Prompt:
Say how many lines in the entries below mention "form", with no other words.

Data to examine:
■ ■ ■

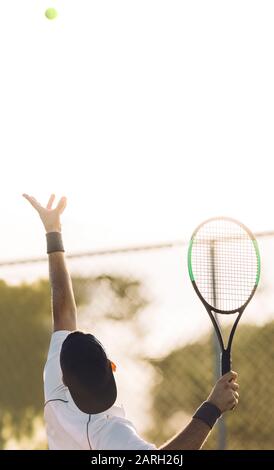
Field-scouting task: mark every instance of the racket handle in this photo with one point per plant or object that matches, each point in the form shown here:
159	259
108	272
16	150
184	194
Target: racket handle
226	361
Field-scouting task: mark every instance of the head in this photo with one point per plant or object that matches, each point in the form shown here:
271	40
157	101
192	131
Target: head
88	373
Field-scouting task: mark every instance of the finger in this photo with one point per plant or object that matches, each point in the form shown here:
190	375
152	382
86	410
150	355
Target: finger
229	376
51	200
234	386
33	202
61	205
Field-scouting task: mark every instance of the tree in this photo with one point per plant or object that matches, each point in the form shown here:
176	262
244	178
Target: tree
25	334
184	378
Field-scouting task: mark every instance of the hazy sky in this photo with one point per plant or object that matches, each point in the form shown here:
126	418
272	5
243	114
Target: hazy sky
149	115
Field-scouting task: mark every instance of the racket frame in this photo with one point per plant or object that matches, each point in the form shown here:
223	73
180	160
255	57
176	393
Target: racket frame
226	361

■ ■ ■

Written response:
6